(Problem description) Set out every one of the following entries as a numbered list, leaving out any blank lines.

══ Entries shown ══

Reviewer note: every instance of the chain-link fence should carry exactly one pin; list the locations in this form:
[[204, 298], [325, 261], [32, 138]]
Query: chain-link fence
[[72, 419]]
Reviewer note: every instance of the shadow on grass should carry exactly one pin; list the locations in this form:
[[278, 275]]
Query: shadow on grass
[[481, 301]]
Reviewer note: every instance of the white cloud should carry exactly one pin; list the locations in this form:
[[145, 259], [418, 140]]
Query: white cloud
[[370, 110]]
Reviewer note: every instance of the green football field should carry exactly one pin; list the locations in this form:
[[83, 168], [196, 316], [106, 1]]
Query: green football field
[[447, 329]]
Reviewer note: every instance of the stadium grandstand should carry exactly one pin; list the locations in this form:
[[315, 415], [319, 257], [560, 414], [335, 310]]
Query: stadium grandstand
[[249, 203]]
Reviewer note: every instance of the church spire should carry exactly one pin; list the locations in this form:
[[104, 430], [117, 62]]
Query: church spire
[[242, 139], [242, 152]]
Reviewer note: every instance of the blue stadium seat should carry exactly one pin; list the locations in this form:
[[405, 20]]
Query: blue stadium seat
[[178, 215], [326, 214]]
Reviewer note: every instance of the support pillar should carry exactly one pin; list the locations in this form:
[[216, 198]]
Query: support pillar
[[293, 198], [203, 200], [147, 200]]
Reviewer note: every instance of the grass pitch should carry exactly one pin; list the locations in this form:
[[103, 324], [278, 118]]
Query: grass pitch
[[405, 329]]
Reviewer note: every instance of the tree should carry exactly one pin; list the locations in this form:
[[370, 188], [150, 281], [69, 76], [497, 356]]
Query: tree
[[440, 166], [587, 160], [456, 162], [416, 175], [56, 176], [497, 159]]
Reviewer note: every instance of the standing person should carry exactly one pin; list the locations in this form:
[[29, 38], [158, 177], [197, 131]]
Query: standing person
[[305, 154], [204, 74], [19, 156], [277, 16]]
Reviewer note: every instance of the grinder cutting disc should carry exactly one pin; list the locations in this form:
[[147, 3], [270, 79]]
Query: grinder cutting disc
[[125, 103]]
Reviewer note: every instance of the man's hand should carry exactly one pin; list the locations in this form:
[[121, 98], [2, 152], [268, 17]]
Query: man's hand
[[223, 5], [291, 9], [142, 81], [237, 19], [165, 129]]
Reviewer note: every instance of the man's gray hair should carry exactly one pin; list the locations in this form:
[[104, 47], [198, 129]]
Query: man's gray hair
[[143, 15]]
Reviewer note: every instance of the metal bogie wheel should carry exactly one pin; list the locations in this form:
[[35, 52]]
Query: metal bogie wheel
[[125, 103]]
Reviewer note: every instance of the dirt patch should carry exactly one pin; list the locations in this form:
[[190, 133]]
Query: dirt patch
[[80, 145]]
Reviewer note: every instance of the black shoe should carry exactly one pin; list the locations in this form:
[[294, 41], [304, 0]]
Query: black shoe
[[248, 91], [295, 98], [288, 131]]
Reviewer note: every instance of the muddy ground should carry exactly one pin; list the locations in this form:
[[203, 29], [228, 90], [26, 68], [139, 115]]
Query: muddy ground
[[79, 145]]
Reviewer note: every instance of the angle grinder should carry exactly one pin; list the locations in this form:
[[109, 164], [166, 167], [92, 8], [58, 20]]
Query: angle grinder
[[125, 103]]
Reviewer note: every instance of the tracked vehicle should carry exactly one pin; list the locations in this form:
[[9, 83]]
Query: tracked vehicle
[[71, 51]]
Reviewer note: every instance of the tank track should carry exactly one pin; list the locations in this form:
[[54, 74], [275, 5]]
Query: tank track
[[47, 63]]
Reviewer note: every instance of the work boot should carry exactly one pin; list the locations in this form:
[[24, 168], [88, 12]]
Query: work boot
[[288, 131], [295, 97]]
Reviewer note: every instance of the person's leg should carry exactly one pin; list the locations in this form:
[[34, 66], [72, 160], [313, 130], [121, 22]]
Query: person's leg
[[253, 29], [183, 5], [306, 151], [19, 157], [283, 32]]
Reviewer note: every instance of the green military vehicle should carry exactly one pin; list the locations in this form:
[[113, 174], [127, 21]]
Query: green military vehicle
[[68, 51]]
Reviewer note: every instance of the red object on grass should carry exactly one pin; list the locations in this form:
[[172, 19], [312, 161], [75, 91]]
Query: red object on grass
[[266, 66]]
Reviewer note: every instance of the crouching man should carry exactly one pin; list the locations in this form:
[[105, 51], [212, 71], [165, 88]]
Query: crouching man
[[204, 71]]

═══

(Full solution)
1. Reviewer note: every instance of the chain-link fence should carry exactly one pin; list the locations in this form:
2. [[204, 298], [325, 261], [32, 138]]
3. Query: chain-link fence
4. [[72, 419]]
5. Reviewer note: every instance of the shadow on grass should carry exactly one pin; list the locations in this form:
6. [[278, 275]]
7. Query: shadow on grass
8. [[481, 301]]
9. Reviewer note: every instance of the white cloud should carry exactly one pin; list the locations in this form:
10. [[145, 259], [418, 140]]
11. Query: white cloud
12. [[370, 110]]
13. Reviewer note: every instance of the green football field should carry exactly one pin; list the locations in this form:
14. [[83, 168], [196, 316], [106, 1]]
15. Query: green football field
16. [[447, 329]]
17. Reviewer note: every instance of the stadium grandstand should carry exactly one pin; list the locations in this form:
18. [[315, 415], [319, 257], [560, 414], [335, 310]]
19. Query: stadium grandstand
20. [[249, 203]]
21. Reviewer note: every instance of the church spire should carry exactly one pin; list the locations in this form:
22. [[104, 430], [117, 62]]
23. Query: church spire
24. [[242, 139], [242, 152]]
25. Reviewer note: every instance of the blue stadium seat should carry exactly one pin; list the locations in this form:
26. [[405, 20]]
27. Query: blue stadium seat
28. [[178, 215], [326, 214]]
29. Reviewer note: every instance of the support pillar should carry exactly one pin; list the locations in this form:
30. [[216, 198]]
31. Query: support pillar
32. [[293, 198], [203, 200], [147, 200]]
33. Reviewer note: every instance of the grass pitch should carry exactly one pin; list the locations in this form:
34. [[103, 324], [278, 118]]
35. Query: grass pitch
36. [[405, 329]]
37. Reviewer note: every instance of the tree should carry exactly one pin; list the locations in this form:
38. [[370, 188], [150, 281], [69, 76], [497, 356]]
39. Query: tree
40. [[440, 166], [587, 160], [456, 162], [416, 175], [56, 176], [497, 159]]
41. Reviewer note: every instance of the standing person should carry exactly one pin; list the locations in this form:
42. [[29, 38], [158, 177], [197, 131]]
43. Query: standing person
44. [[305, 154], [204, 74], [19, 156], [277, 16]]
45. Reviewer note: every instance of the grinder cutting disc should carry exactly one pin; list the locations in this form:
46. [[147, 3], [270, 79]]
47. Query: grinder cutting disc
48. [[125, 103]]
49. Reviewer note: every instance of the man's hand should carry exactly one pin; list the locations in this form:
50. [[121, 98], [2, 152], [268, 17]]
51. Query: man's hand
52. [[223, 5], [291, 9], [142, 81], [237, 19], [165, 129]]
53. Reviewer note: every instance of the man's gray hair should carry exactly one pin; list the locations in this form:
54. [[104, 47], [198, 129]]
55. Query: man's gray hair
56. [[143, 15]]
57. Reviewer note: every instance of the metal bogie wheel should carry exactly one pin; list the locations in this form:
58. [[35, 52]]
59. Query: metal bogie wheel
60. [[125, 103]]
61. Reviewer note: every instance of the dirt patch should carry exactly one pin; list the locations in this form:
62. [[190, 133]]
63. Query: dirt patch
64. [[80, 145]]
65. Reviewer note: every instance of the black shoe should carry exactly one pin; list the locations in this form:
66. [[294, 41], [304, 0]]
67. Query: black shoe
68. [[248, 91], [295, 98], [288, 131]]
69. Reviewer note: every instance of the muddy ground should carry exactly one pin; list the locations in this form:
70. [[203, 29], [228, 90], [26, 68], [139, 115]]
71. Query: muddy ground
72. [[79, 145]]
73. Reviewer note: every instance of the angle grinder should carry exactly one pin; list the locations in this form:
74. [[109, 164], [166, 167], [92, 8], [58, 20]]
75. Query: angle grinder
76. [[125, 103]]
77. Reviewer note: every instance of the tracked vehicle should carry exactly one pin; list the locations in this form:
78. [[9, 83]]
79. Query: tracked vehicle
80. [[71, 51]]
81. Reviewer note: every instance of the tank track should carry exactly one pin; list the locations in this form:
82. [[54, 74], [275, 5]]
83. Query: tank track
84. [[47, 63]]
85. Reviewer note: every instance of the work boot should carry exactly one pin; list the locations in this form:
86. [[24, 168], [88, 12]]
87. Query: work boot
88. [[288, 131], [295, 97]]
89. Reviewer note: every instance of the person's leg should carry exactly one pin; list the locations in this form:
90. [[34, 66], [72, 160], [313, 130], [121, 22]]
91. Query: person's leg
92. [[253, 29], [183, 5], [306, 151], [19, 157], [283, 32]]
93. Reviewer note: every instance of the green military vehicle should carry exactly one pin; list the locations in this form:
94. [[113, 174], [127, 21]]
95. Query: green military vehicle
96. [[68, 51]]
97. Reviewer note: every instance of the red object on grass should carry exactly one pin; list the locations in this form:
98. [[172, 19], [312, 161], [75, 91]]
99. Query: red object on grass
100. [[266, 66]]
101. Reviewer note: every instance of the crouching man should carry exactly one pin; list the locations in this form:
102. [[105, 51], [212, 71], [165, 88]]
103. Query: crouching man
104. [[204, 71]]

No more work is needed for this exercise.